▸ **Requirement**:
Recast every line of the items below as a Markdown table with two columns, Row and Text. Number the rows, put each line in the Text column, and leave out blank lines.

▸ **Task material**:

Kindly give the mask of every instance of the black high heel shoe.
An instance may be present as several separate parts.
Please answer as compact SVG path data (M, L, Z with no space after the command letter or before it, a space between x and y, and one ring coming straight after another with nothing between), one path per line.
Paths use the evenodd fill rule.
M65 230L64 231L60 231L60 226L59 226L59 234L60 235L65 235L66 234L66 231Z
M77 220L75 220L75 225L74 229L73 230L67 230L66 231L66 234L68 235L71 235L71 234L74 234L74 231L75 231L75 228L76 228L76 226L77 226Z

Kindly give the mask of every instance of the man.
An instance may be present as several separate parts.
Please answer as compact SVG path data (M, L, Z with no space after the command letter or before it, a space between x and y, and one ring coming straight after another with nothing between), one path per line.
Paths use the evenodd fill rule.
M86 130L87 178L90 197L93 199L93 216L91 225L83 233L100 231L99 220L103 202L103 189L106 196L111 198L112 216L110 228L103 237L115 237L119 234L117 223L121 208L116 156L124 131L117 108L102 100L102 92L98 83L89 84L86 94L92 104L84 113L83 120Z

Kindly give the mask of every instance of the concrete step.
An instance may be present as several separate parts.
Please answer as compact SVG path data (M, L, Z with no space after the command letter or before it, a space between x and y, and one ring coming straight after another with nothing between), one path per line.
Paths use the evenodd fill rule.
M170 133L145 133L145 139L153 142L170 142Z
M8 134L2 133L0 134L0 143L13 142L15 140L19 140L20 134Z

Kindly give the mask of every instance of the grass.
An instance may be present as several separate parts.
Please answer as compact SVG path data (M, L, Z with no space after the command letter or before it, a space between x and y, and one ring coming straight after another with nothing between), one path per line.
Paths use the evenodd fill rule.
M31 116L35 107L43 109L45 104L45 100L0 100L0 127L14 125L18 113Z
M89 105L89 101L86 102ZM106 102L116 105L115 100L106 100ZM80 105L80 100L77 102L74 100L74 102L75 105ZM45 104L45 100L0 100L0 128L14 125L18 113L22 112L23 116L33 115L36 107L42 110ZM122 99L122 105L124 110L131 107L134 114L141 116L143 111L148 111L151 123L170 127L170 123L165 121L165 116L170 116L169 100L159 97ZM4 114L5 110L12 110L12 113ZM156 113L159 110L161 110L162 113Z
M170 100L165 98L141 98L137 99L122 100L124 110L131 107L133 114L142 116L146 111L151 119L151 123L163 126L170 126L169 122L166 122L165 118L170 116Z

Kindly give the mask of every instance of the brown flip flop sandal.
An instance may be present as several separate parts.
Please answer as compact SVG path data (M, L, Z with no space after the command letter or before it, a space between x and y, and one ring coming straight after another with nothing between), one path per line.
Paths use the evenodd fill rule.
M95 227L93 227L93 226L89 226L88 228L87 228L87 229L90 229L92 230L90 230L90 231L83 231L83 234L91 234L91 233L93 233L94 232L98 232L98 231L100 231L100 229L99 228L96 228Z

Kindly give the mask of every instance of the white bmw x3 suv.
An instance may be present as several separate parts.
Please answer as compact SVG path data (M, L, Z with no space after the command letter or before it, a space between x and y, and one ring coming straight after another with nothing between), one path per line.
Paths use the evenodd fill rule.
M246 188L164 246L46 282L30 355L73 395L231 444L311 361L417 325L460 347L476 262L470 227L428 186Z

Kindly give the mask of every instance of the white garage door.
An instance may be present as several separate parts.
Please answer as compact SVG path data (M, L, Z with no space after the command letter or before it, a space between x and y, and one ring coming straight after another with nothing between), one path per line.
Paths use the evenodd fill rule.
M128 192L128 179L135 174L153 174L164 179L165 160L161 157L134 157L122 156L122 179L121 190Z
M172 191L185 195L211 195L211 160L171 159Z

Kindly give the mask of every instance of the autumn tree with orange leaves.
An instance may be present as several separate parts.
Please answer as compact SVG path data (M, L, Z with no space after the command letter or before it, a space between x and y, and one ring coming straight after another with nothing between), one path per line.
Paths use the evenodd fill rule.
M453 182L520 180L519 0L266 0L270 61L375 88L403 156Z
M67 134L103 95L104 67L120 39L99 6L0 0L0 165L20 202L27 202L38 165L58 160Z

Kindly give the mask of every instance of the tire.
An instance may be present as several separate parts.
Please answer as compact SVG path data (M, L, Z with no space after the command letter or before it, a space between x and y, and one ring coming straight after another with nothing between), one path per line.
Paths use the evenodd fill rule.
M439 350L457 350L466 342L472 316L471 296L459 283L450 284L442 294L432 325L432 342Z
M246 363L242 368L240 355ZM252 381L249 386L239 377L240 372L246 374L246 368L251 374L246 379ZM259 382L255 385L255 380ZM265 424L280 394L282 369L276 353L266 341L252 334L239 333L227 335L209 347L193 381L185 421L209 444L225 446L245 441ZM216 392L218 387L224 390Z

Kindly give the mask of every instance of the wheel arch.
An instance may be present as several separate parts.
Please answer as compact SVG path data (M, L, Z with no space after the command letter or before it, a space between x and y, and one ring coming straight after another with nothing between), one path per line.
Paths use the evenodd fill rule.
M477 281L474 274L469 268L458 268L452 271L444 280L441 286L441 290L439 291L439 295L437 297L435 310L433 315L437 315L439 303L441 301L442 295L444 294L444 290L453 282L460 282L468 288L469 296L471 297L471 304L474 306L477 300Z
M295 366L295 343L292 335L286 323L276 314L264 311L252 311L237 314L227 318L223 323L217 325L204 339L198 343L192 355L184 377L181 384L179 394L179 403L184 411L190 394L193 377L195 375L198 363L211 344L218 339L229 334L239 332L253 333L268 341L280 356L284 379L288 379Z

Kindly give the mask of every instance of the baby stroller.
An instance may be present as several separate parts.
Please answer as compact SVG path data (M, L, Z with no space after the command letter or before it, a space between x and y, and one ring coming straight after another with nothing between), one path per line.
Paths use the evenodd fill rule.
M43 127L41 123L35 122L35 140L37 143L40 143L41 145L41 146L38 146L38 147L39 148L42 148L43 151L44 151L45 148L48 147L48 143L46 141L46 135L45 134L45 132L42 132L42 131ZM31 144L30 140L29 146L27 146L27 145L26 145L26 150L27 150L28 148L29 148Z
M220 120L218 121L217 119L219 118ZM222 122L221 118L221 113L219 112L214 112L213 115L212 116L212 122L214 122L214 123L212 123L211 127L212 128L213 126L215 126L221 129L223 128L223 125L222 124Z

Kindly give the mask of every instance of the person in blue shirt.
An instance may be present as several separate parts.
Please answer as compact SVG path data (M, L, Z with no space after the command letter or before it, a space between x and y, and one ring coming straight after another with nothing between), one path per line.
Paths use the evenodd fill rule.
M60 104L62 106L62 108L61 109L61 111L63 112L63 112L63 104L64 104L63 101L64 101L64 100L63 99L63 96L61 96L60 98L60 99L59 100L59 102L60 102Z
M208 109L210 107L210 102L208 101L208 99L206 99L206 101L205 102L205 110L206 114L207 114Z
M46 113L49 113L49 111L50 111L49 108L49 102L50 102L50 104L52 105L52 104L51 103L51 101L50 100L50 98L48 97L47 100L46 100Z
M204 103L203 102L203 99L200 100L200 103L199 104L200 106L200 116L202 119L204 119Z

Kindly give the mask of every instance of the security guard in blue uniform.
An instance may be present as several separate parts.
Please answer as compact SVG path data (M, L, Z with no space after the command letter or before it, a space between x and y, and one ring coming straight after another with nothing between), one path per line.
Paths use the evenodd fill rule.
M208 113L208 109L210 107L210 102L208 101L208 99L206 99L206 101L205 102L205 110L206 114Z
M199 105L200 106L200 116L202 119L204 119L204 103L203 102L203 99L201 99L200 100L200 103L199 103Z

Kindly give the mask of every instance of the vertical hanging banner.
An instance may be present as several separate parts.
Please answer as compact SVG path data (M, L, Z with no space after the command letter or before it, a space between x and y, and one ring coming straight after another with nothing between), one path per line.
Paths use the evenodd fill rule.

▸ **In response**:
| Row | Text |
|---|---|
| 1 | Kindly give the mask of every instance of the black high heel shoe. |
| 2 | An instance may be present as several separate parts. |
| 3 | Please answer as compact SVG path data (M, L, Z with no space after the command letter or before it, a space between x and y, and one ring coming straight after another with nothing between), one path per line. |
| 4 | Paths use the evenodd fill rule. |
| 5 | M65 230L64 231L60 231L60 226L59 226L59 234L60 235L65 235L66 234L66 231Z |
| 6 | M77 220L75 220L75 225L74 229L73 230L67 230L66 231L66 234L68 235L71 235L71 234L74 234L74 231L75 231L75 228L76 228L76 226L77 226Z |
| 7 | Kindly give the mask of every instance of the man. |
| 8 | An instance may be present as several separate parts. |
| 9 | Please answer as compact SVG path data (M, L, Z with no space after the command letter or before it, a space between x and y, and one ring coming straight after another with nothing between), one path per line. |
| 10 | Paths use the evenodd fill rule. |
| 11 | M86 130L87 178L90 197L93 199L93 216L91 225L83 233L100 231L99 220L103 202L103 189L106 196L111 198L112 216L110 228L103 237L115 237L119 234L117 223L121 208L116 156L124 131L117 108L102 100L102 92L98 83L89 84L86 94L92 104L84 113L83 120Z |
| 12 | Kindly give the mask of every instance of the concrete step. |
| 13 | An instance may be present as several separate parts. |
| 14 | Please answer as compact SVG path data (M, L, Z with no space after the command letter or before it, a space between x and y, and one ring coming straight after another with nothing between), one path per line. |
| 15 | Paths use the evenodd fill rule. |
| 16 | M170 133L145 133L145 139L153 142L170 142Z |
| 17 | M8 134L2 133L0 134L0 143L13 142L15 140L19 140L20 134Z |
| 18 | Kindly give the mask of every instance of the grass. |
| 19 | An instance may be present as several separate parts. |
| 20 | Please answer as compact SVG path data (M, L, Z with no space after the command letter or before it, a space between x and y, and one ring coming straight after another with nothing between), one path per line. |
| 21 | Paths use the evenodd fill rule. |
| 22 | M31 116L35 107L43 109L45 104L45 100L0 100L0 127L14 125L18 113Z |
| 23 | M89 105L89 101L86 102ZM106 102L116 105L115 100L106 100ZM80 105L80 100L77 102L74 100L74 102L75 105ZM45 104L45 100L0 100L0 128L14 125L18 113L22 112L23 116L33 115L36 107L42 110ZM122 99L122 105L124 110L131 107L134 114L141 116L143 111L148 111L151 123L170 127L170 123L165 121L165 116L170 116L169 100L159 97ZM4 114L5 110L12 110L12 113ZM156 113L159 110L161 110L162 113Z |
| 24 | M170 100L165 98L141 98L137 99L122 100L124 110L131 107L133 114L142 116L146 111L151 119L151 123L163 126L170 126L169 122L166 122L165 118L170 116Z |
| 25 | Kindly give the mask of every instance of the brown flip flop sandal. |
| 26 | An instance may be present as several separate parts. |
| 27 | Please answer as compact SVG path data (M, L, Z with no space after the command letter or before it, a space between x and y, and one ring coming straight after another with nothing between), one path per line. |
| 28 | Paths use the evenodd fill rule. |
| 29 | M95 227L93 227L93 226L89 226L88 228L87 228L87 229L90 229L92 230L90 230L90 231L83 231L83 234L91 234L91 233L93 233L94 232L98 232L98 231L100 231L100 229L99 228L96 228Z |
| 30 | Kindly give the mask of every instance of the white bmw x3 suv. |
| 31 | An instance may be present as several separate parts. |
| 32 | Please answer as compact SVG path data (M, L, Z with no space after the command letter or before it, a space between x and y, and one ring coming straight after another with nothing between), one path per line. |
| 33 | Paths use the evenodd fill rule. |
| 34 | M246 188L164 246L46 282L30 355L73 395L231 444L311 361L417 325L460 347L476 262L470 227L428 186Z |
| 35 | Kindly give the mask of every instance of the white garage door. |
| 36 | An instance may be present as several separate parts. |
| 37 | Please answer as compact SVG path data (M, L, Z with no space after the command letter or before it, a space between x and y, and one ring coming straight after another with nothing between), one path per line. |
| 38 | Paths use the evenodd fill rule. |
| 39 | M128 192L128 179L135 174L153 174L164 179L165 160L161 157L134 157L122 156L122 179L121 190Z |
| 40 | M172 191L185 195L211 195L211 160L171 159Z |
| 41 | Kindly give the mask of every instance of the autumn tree with orange leaves. |
| 42 | An instance may be present as several separate parts. |
| 43 | Please answer as compact SVG path data (M, L, Z with no space after the command letter or before it, a space between x and y, and one ring coming straight after another with nothing between), one path per line. |
| 44 | Paths use the evenodd fill rule. |
| 45 | M453 182L520 180L519 0L266 0L270 61L375 88L403 156Z |
| 46 | M67 134L103 95L104 67L120 39L99 6L0 0L0 165L20 202L27 202L38 165L58 160Z |
| 47 | Kindly give the mask of every instance of the tire. |
| 48 | An instance may be present as several separate parts. |
| 49 | Please answer as compact SVG path data (M, L, Z with no space after the command letter or before it, a space between x and y, and one ring coming straight after another with nothing between), one path per line. |
| 50 | Paths use the evenodd fill rule. |
| 51 | M439 350L457 350L466 342L472 316L471 296L459 283L450 284L442 294L432 325L432 342Z |
| 52 | M246 363L242 368L240 355ZM252 381L249 386L239 377L240 372L246 374L246 368L251 374L246 379ZM259 382L255 385L255 380ZM265 424L280 394L282 369L276 353L266 341L252 334L239 333L227 335L209 347L193 381L185 421L209 444L225 446L245 441ZM216 392L218 387L224 390Z |
| 53 | Kindly give the mask of every instance of the wheel arch. |
| 54 | An instance may be present as several separate parts. |
| 55 | Please answer as compact SVG path data (M, L, Z with no space after the command letter or before it, a space between x and y, and one ring coming straight after another with nothing between), one path per line. |
| 56 | Paths use the evenodd fill rule. |
| 57 | M477 281L474 274L469 268L458 268L452 271L444 280L441 286L441 290L439 291L439 295L437 297L435 310L433 315L437 315L439 303L441 301L442 295L444 294L444 290L453 282L460 282L468 288L469 296L471 297L471 304L474 306L477 300Z |
| 58 | M295 366L295 343L292 335L286 323L276 314L264 311L252 311L237 314L227 318L223 323L217 325L204 339L198 343L192 355L184 377L181 384L179 394L179 403L184 411L190 394L193 377L195 375L198 363L211 344L218 339L229 334L239 332L253 333L268 341L280 356L284 379L288 379Z |
| 59 | Kindly give the mask of every instance of the baby stroller. |
| 60 | An instance may be present as several separate parts. |
| 61 | Please answer as compact SVG path data (M, L, Z with no space after the command letter or before it, a space between x and y, and one ring coming straight after another with nothing between), one path per line. |
| 62 | Paths use the evenodd fill rule. |
| 63 | M43 127L41 123L35 122L35 140L37 143L40 143L41 145L41 146L38 146L38 147L39 148L42 148L43 151L44 151L45 148L48 147L48 143L46 141L46 135L45 134L45 132L42 132L42 131ZM31 144L30 140L29 146L27 146L27 145L26 145L26 150L27 150L28 148L29 148Z |
| 64 | M220 120L218 121L217 119L219 118ZM222 122L221 118L221 113L219 112L214 112L213 115L212 116L212 122L214 122L214 123L212 123L211 127L212 128L213 126L215 126L221 129L223 128L223 125L222 124Z |
| 65 | Kindly give the mask of every instance of the person in blue shirt. |
| 66 | An instance may be present as several separate parts. |
| 67 | Please answer as compact SVG path data (M, L, Z with no space after the command letter or before it, a space between x and y, and one ring coming straight after another with nothing between), one path per line. |
| 68 | Paths use the evenodd fill rule. |
| 69 | M60 104L62 106L62 108L61 109L61 111L63 112L63 112L63 104L64 104L63 101L64 101L64 100L63 99L63 96L61 96L60 98L60 99L59 100L59 102L60 102Z |
| 70 | M208 109L210 107L210 102L208 101L208 99L206 99L206 101L205 102L205 110L206 114L207 114Z |
| 71 | M46 113L49 113L49 111L50 111L49 108L49 102L50 102L50 104L52 105L52 104L51 103L51 101L50 100L50 98L48 97L47 100L46 100Z |
| 72 | M204 103L203 102L203 99L200 100L200 103L199 104L200 106L200 116L202 119L204 119Z |
| 73 | Kindly give the mask of every instance of the security guard in blue uniform. |
| 74 | An instance may be present as several separate parts. |
| 75 | Please answer as compact SVG path data (M, L, Z with no space after the command letter or before it, a space between x and y, and one ring coming straight after another with nothing between), one path per line. |
| 76 | Paths use the evenodd fill rule. |
| 77 | M208 113L208 109L210 107L210 102L208 101L208 99L206 99L206 101L205 102L205 110L206 114Z |
| 78 | M199 105L200 106L200 116L202 119L204 119L204 103L203 102L203 99L201 99L200 100L200 103L199 103Z |
| 79 | Kindly give the mask of every instance of the vertical hanging banner. |
| 80 | An instance may be present as several separate parts. |
| 81 | Please answer as compact SVG path data (M, L, Z with no space after the command letter or before it, a space between x and y, and one ring coming straight after another with nothing between), one path per line. |
| 82 | Paths use the evenodd fill rule. |